(Saved entries)
+++++

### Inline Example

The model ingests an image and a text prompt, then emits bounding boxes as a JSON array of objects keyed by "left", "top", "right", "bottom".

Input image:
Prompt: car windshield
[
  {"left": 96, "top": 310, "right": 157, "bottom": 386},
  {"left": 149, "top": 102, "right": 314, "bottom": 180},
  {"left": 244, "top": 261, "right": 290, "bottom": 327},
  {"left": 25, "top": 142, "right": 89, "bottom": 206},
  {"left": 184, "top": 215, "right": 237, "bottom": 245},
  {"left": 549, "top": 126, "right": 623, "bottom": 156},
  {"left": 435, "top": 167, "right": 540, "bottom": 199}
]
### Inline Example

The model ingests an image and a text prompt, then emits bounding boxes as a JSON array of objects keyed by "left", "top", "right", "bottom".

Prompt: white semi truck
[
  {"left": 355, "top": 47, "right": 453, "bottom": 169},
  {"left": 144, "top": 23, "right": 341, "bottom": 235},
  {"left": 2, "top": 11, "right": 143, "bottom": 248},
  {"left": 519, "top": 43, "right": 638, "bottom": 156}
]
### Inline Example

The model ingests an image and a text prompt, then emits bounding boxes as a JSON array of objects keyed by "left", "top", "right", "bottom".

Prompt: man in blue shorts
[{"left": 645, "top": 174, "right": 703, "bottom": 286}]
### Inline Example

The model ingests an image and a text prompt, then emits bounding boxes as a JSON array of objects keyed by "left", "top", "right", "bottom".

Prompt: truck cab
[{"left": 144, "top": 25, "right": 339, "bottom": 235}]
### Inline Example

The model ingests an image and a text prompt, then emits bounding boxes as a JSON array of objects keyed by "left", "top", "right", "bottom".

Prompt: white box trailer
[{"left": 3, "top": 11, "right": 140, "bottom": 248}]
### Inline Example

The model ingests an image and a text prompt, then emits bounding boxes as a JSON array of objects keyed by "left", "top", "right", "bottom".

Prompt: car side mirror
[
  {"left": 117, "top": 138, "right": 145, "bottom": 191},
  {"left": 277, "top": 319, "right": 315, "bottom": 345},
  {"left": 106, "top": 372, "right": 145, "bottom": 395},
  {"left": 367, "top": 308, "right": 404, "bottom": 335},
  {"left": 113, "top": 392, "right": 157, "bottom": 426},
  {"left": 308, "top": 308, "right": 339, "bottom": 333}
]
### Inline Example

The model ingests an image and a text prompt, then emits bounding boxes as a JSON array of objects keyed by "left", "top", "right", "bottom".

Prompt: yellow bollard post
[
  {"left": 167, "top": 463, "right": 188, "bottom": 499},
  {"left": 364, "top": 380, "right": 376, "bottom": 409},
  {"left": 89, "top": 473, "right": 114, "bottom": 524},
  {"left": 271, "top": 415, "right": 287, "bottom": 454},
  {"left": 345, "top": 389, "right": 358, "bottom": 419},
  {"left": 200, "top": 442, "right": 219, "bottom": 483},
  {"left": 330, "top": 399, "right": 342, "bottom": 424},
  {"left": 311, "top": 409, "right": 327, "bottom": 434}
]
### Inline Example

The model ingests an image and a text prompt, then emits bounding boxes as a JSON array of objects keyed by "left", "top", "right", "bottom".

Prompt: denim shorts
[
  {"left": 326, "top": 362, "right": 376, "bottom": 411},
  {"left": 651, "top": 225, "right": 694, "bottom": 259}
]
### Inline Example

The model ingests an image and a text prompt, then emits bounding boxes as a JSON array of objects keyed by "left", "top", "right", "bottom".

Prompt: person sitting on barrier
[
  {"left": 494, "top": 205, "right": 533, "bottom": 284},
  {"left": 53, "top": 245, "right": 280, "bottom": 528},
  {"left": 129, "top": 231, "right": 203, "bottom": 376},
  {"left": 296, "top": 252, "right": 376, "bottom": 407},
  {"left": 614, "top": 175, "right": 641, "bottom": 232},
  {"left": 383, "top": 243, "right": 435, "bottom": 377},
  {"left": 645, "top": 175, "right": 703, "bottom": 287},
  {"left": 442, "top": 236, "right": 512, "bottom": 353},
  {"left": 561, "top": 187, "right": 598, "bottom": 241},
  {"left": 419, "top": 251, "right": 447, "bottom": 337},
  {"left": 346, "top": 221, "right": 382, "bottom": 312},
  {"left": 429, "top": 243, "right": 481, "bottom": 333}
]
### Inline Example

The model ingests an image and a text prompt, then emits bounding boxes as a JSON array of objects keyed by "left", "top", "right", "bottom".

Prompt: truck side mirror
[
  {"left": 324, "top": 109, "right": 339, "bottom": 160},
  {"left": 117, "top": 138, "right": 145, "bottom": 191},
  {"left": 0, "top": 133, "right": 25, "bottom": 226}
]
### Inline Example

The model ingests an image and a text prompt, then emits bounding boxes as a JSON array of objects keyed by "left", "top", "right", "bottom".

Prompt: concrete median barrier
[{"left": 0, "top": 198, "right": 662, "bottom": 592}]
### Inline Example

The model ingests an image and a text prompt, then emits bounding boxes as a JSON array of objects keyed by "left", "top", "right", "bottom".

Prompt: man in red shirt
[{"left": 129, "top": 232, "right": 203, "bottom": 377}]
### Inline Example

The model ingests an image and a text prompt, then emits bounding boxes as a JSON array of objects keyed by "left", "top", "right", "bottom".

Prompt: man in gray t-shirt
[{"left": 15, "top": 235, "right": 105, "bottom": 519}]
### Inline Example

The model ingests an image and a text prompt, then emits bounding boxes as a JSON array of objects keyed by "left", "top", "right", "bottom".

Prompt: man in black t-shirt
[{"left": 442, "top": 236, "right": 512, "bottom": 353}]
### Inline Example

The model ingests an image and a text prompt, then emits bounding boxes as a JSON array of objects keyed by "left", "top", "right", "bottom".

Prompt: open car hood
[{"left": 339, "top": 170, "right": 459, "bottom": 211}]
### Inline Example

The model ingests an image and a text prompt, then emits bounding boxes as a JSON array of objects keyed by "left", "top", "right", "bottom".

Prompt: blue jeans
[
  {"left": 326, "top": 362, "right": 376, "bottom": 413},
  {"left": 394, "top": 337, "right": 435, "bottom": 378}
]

+++++

• Written instruction: Count the lines in the records above that contain the string "mirror", and give only the number.

• Solution to the problem: 2